O Kali Yuga é um tempo de vícios, conflito, discórdia e disputa. Não é um mundo fácil de viver. Mas temos que assegurar a sanidade do nosso espírito, viver pelas virtudes cardeais. Lembrando que não temos a obrigação de salvar o mundo, mas sim de salvar a nossa alma.


 


Notas

  • René Guénon (1886-1951) não é um autor/filosofo original, mas sim um grande estudioso da Filosofia Perene – uma herança da humanidade (diferente dos estudos religiosos, filosóficos e literários).

  • Sofia Perenis – é o conjunto de ideias que se supõe que tenham sido herdadas de alguma fonte que não humana e que foram conservadas ao longo do tempo.

  • Seu projeto era criar uma elite religiosa (grupo esotérico dentro do Catolicismo – potencialmente a Maçonaria / como a Cabala no judaísmo e o Sufismo no islamismo) que fosse a base para o novo ciclo.

  • O Reino da Quantidade foi publicado em 1945 e é uma continuação do tema abordado em A Crise do Mundo Moderno de 1927.

  • Criação ex nihilo (criação do nada) do mundo é um conceito desenvolvido por Santo Agostinho.

  • A Parábola dos Trabalhadores da Vinha (Mateus 20:1-16 – “Assim os últimos serão os primeiros, e os primeiros serão últimos.”) pode representar a compensação aos homens do Kali Yuga pelos desafios espirituais que este tempo impõe.

  • Louis Charbonneau-Lassay apresentou o melhor estudo esotérico para explicar os símbolos das igrejas góticas.

  • Há dois tipos de dualidade: (1) Falsa – aquela por exclusão, e.g. claro e escuro, (2) Complementar – aquela que não se excluem, e.g. homem e mulher. Sempre que a dualidade é complementar uma parte predominará sobre a outra.

  • Formas de impiedade: (a) Ateu – não acredita em Deus. Porém não somos causa eficiente de nós mesmos, alguém nos fez. O senso de hierarquia nos é natural, o ateu vai acabar endeusando algo; (b) Gnóstico – Aquele que endeusa a si mesmo. Crê que Deus errou na criação e quer consertá-la; e (c) Agnóstico – reputa inacessível ou incognoscível ao entendimento humano a compreensão dos problemas propostos pela metafísica ou religião (a existência de Deus, o sentido da vida e do universo etc.).

  • Há quatro níveis de realidade graduados pela sua materialidade: (1) Divino (não Quantidade, apenas Qualidade), (2) Angelical/Espiritual (canal de intermediação entre Deus e o homem – aspectos da mente de Deus / sete camadas de anjos, apenas os das mais baixas hierarquias entram contato com o homem), (3) Sutil (espectros da matéria) e (4) Material/Existencial (nosso mundo concreto). Há uma analogia com os estados humanos Espiritual, Mental e Corpóreo.

■ **Questões de estudo**:
A - Resuma em duas frases o texto sobre o Kali Yuga.
B - Continue o texto sobre o Kali Yuga a partir do ponto em que ele termina.
A listagem é um material independente do texto sobre o Kali Yuga.

■ **Dados de apontamento baseados em imagens**:
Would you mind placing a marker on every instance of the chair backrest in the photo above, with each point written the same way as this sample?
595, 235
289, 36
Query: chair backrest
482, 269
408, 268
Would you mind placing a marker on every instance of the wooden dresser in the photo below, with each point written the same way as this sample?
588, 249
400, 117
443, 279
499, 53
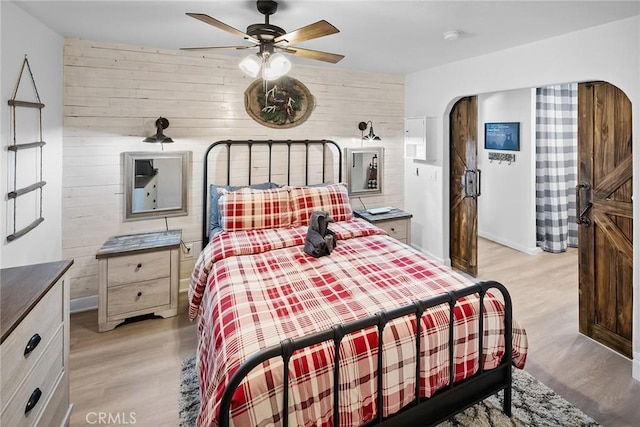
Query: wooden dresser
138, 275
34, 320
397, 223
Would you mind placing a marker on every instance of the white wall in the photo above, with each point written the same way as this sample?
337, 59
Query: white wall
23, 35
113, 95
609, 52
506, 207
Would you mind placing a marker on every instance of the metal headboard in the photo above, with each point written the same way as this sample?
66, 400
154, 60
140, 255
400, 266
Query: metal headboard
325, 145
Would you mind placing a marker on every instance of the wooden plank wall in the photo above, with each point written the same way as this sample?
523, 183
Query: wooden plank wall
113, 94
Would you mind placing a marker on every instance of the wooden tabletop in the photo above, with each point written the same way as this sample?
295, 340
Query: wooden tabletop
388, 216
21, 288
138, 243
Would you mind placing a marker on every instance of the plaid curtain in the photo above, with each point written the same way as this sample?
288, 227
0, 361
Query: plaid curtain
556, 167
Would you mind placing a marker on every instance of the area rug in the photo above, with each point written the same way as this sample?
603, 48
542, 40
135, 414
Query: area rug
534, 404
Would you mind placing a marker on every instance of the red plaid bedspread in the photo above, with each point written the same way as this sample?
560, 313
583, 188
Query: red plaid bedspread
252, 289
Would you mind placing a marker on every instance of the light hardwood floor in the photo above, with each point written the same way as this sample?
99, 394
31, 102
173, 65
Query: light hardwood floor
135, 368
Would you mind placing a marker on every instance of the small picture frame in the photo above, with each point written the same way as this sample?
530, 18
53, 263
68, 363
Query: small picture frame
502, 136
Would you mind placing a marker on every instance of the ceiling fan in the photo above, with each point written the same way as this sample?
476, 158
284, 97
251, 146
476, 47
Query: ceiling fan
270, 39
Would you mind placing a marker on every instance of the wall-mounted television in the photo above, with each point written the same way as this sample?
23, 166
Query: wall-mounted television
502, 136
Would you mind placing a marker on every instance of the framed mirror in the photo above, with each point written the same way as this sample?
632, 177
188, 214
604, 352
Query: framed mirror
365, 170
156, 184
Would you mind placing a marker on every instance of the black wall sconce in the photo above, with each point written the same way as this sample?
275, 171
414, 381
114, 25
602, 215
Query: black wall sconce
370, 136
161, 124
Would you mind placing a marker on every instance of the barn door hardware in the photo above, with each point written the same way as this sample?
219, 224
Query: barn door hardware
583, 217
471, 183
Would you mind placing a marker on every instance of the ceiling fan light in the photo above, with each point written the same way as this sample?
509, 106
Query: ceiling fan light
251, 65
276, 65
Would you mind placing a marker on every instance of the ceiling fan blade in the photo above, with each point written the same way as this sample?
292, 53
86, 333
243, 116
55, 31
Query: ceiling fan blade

■ **Resultados por tarefa**:
A - O Kali Yuga é descrito como um tempo de vícios, conflito e discórdia, em que devemos viver pelas virtudes cardeais e cuidar de salvar a nossa alma, e não o mundo. As notas apresentam René Guénon como estudioso da Filosofia Perene, cujo projeto era criar uma elite religiosa que servisse de base para o novo ciclo, e tratam ainda de dois tipos de dualidade, três formas de impiedade e quatro níveis de realidade.

B -
  • Passado e futuro são criações da nossa mente. Damos a ideia de continuidade presentificando o passado e o futuro. O passado é uma lembrança, o presente uma intuição e o futuro uma expectativa. (Santo Agostinho)

  • René Descartes cria o materialismo tirando o espírito da equação humana. Schelling diz que após Descartes a filosofia transformou-se numa infantilidade.

  • Teosofia é um pastiche de kardecismo, bramanismo e invencionices de Helena Blavatsky. O jovem Krishnamurti foi abordado pelo teósofo e pedófilo C. W. Leadbeater. Depois Annie Besant tentou transformá-lo no Professor do Mundo, porém Krishnamurti rompe com a Teosofia (ler O Beduíno de Madame Blavatsky de Peter Washington).

  • Entia rationis = ente da razão (ente mental, e.g cavalo alado) / entia realis = ente real (e.g. cavalo real – ousia). Na incapacidade de distinguir entre estes dois entes está a maior dificuldade do debate público brasileiro atual (e.g. comunismo ou socialismo prometidos são entia rationis e em nada se parecem com as experiências comunistas ou socialistas reais (entia realis).

  • A história de Caim e Abel representa a tensão cosmológica entre o Tempo e o Espaço inerente à humanidade. Caim é agricultor, sedentário, regido pelo Tempo; e Abel é pastor, nômade, regido pelo Espaço. O Tempo mata o Espaço (Cronos devorador), mas este recuperará seu lugar no fim do ciclo – tensão assimétrica. Na Cabala o fumo de Abel eleva-se ao céu e o de Caim se espalha horizontalmente na superfície da terra, traçando a altura e a base do domínio humano.

  • O abaixo-assinado é um fetiche brasileiro. Por falta de argumentos substitui-se o debate angariando assinaturas. É uma farsa.